Data shown —
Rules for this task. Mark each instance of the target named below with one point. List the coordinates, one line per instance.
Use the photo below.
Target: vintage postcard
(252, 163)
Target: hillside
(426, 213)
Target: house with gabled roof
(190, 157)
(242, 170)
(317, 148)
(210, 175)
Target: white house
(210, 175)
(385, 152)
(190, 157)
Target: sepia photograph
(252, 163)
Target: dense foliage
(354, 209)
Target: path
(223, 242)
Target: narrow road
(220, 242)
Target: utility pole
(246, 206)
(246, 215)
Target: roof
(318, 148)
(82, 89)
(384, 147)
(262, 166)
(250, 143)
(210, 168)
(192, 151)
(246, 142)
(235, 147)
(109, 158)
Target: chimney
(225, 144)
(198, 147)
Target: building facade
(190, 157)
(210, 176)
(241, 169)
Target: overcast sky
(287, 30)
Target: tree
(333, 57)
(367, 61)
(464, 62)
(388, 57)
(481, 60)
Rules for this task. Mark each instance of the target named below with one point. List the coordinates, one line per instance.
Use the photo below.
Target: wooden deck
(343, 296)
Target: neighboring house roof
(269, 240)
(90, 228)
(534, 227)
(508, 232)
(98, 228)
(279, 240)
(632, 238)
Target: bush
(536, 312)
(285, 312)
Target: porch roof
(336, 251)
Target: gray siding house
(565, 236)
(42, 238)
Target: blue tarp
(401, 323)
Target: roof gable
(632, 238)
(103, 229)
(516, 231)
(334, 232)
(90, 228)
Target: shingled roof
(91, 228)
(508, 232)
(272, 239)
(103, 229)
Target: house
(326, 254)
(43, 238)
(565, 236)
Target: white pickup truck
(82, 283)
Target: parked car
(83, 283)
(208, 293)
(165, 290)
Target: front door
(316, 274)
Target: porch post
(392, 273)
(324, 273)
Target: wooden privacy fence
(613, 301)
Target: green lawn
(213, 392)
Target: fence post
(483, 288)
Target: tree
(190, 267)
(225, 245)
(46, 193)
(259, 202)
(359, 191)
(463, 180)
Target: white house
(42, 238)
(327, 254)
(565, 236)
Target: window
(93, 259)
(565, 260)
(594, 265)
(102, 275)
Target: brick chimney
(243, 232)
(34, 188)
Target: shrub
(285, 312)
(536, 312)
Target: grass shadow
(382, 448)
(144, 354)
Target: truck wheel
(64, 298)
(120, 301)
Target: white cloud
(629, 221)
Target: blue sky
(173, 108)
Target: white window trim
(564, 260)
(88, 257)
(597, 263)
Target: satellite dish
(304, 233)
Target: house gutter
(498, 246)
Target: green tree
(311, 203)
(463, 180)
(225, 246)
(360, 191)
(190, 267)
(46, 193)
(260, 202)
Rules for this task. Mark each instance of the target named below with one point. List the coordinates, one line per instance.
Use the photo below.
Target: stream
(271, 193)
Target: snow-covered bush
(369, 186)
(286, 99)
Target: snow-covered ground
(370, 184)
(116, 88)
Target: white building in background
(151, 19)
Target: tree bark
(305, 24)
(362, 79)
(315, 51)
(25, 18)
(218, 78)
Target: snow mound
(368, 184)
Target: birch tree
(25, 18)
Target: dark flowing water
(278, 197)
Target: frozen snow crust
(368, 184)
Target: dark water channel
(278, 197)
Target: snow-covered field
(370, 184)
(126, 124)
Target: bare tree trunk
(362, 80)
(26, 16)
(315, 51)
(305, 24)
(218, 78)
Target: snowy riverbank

What is needed —
What is needed is an exact copy of the lines from the one containing "Target: snow-covered ground" through the last line of the records above, both included.

Result for this task —
Target: snow-covered ground
(370, 184)
(116, 88)
Target: white building in background
(151, 19)
Target: tree bark
(305, 24)
(362, 79)
(315, 51)
(25, 18)
(218, 78)
Target: snow mound
(368, 184)
Target: birch tree
(25, 18)
Target: dark flowing water
(278, 197)
Target: frozen snow crust
(368, 184)
Target: dark water channel
(278, 197)
Target: snow-covered field
(370, 184)
(126, 124)
Target: bare tree trunk
(362, 80)
(26, 16)
(315, 51)
(305, 24)
(218, 78)
Target: snowy riverbank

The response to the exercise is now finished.